WHAT YOU NEED TO DO:
Reproduce every one of the lines below word for word, leaving the pictures out of your output.
>> BEGIN STORED RECORDS
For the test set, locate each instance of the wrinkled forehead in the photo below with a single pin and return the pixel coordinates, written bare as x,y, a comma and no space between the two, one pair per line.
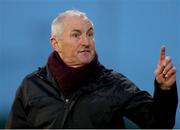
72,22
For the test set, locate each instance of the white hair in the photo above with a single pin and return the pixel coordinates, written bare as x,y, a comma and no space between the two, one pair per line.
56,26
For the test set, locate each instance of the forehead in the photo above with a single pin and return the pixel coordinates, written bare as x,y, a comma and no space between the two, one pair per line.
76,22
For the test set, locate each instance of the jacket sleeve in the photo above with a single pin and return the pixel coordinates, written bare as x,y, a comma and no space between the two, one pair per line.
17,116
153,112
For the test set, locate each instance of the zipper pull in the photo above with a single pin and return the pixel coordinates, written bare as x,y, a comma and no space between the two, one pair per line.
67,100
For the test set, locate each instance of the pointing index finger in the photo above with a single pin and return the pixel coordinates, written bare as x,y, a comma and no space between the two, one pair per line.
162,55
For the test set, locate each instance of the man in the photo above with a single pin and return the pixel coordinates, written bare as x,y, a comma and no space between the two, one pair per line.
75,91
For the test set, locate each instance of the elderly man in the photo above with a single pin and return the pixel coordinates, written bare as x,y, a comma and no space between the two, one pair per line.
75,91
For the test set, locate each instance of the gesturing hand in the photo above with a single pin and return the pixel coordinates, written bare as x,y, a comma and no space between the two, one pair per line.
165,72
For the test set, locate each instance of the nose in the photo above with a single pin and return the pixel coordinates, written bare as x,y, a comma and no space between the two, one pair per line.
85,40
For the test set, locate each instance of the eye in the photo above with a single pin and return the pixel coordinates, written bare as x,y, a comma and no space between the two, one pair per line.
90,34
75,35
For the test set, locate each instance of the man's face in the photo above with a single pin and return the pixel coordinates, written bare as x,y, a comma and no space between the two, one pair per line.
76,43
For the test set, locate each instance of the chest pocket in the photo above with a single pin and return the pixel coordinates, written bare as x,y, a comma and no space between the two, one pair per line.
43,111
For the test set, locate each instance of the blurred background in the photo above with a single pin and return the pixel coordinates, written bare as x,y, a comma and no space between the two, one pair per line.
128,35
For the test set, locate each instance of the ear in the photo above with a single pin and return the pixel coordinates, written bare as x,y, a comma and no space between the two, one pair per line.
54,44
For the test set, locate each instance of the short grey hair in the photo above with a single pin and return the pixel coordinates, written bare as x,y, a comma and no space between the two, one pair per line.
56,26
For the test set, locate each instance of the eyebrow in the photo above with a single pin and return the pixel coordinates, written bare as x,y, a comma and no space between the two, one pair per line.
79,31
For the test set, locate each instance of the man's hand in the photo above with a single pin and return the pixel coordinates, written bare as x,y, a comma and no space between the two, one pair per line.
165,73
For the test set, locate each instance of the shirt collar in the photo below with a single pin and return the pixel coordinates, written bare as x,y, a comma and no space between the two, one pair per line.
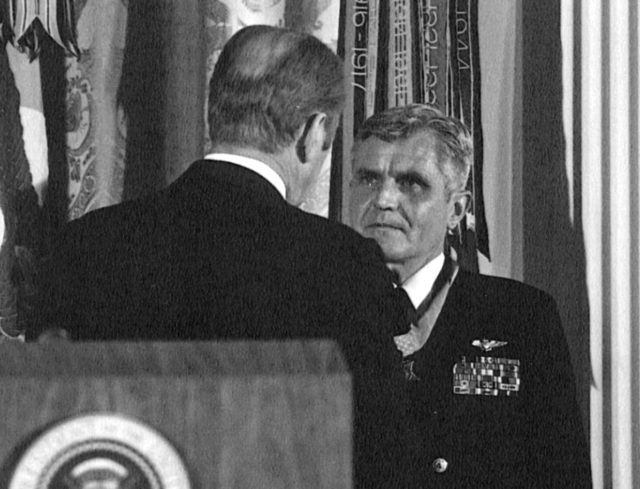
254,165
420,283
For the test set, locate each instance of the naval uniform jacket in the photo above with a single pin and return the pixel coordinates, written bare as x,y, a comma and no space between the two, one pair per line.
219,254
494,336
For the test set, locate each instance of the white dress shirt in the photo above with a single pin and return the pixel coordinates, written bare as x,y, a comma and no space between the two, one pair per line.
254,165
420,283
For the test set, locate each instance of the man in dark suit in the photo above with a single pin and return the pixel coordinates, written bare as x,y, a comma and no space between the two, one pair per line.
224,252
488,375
>> END STORED RECORDS
RESULT OF THE EXERCISE:
For the test set, locate each instance of the wrinkled forehead in the photo below with a single pin and return the pixel coordinates, written bare as x,y, a comma and no space between the two, one pair per line.
72,22
For the test set, locate each instance of the white hair in the photo above with a single pin and return the pixel coordinates, written bare as x,y, a comma and no space between the two, one pair per line.
56,26
For the test set, locate each instance of the forehead in the photo above with a single pin and return the pixel coordinates, written bare as x,y, a comma and no space between the two, one pair per line.
76,22
For the test set, locate each instance of the jacket sleeve in the photo above with a single pin and return the pixel coordinates, written bare as x,y, a comma and no space between the two, one pair per line.
17,116
153,112
For the test set, locate each instance of the zipper pull in the photo above with a single pin and return the pixel coordinates, written bare as x,y, a comma and no space between the two, one pair per line.
67,100
For the test set, locate each instance of the pointing index finger in the photo above with a single pin and return the pixel coordinates, written bare as x,y, a comma and no space between the two, one pair per line.
162,55
For the test set, locate each instance of the man in the photo above with a single pin and return the pixel coordinates, written bare as x,y, a comma and no space between the two, one pair per line.
75,91
For the test set, locate each instance of the elderly man in the photo above with a single pin and return the pixel coordinates, written bare as x,y, a comma and no space between the two, one pair per line.
75,91
For the test set, locate each instance of the gesturing hand in the photo above with a single pin and return the pixel coordinates, written bare as x,y, a comma and no space between the two, one pair per line.
165,72
For the test set, locate each instance of the nose in the photo above with a single pin and return the pixel coordinates, written bare as x,y, a comma and no space between the two, one pair per line.
85,40
For the test set, locate each instance of the eye in the photo above with a single pin and return the pixel coordinates, written bare as x,y, a comma and no space between the two, one pair per line.
90,34
75,35
For the test set, locate each instance of the man's face in the photo above with a single pin and return the pixel coordinates, written bare as x,y, a comma and no space between the two, one pair per line.
76,43
For the test set, locate each instance of the chest pocket in the photo above with a single pin and return the pixel coordinates, written bare as x,y, a comma and no space between the two, one pair per line.
43,111
For the test set, locate each instance of the blurred background in the photo above with a single pin and return the pixel coordinates, written bare as x,y, a comma and no space between the two, one pair per line.
128,35
For the test set, locate each instance of the ear in the photo above with a single pin and return the pixel coordinates, written bare as x,y, a comma and no space between the two, one pair per line.
54,44
For the test set, locate each instance of the short grey hair in the photo above with a single pin and return the pixel coordinates, written bare as x,y, a comma and no space between the two, one pair per line.
56,26
For the test set, locate each instance of the eyebrow in the photo above with a single pin and return the pixel coordinates, written bare as x,y, a comma and no space between the two, one pair per line.
79,31
For the test set, locate each instance of the man's hand in the photo above with a single pin and return the pixel coordinates, written bare as x,y, a comma and no space between the two, one pair per line.
165,73
For the test set, locate each instance of the shirt collar in the photo below with a single pin and return the pixel coordinates, written bare as x,y, a comma and no space between the two, one pair per line.
254,165
420,283
For the test set, locate each instance of the naval uniform jacket in the photo above with a single pin and return the pixel coordinates, written bare as x,y, a comma and no space between the two, one pair per line.
219,254
494,336
For the test set, locate each instance of the white dress shirt in the photo above with a single pin and return the pixel coordinates, written bare as x,y, a comma and no space between the two, one pair per line.
254,165
420,283
For the test set, locate each instance of the man in dark suit in the photo above with a single pin and return the pixel coordinates, written bare as x,y, a comma and no space between the two, one pair per line.
224,252
488,375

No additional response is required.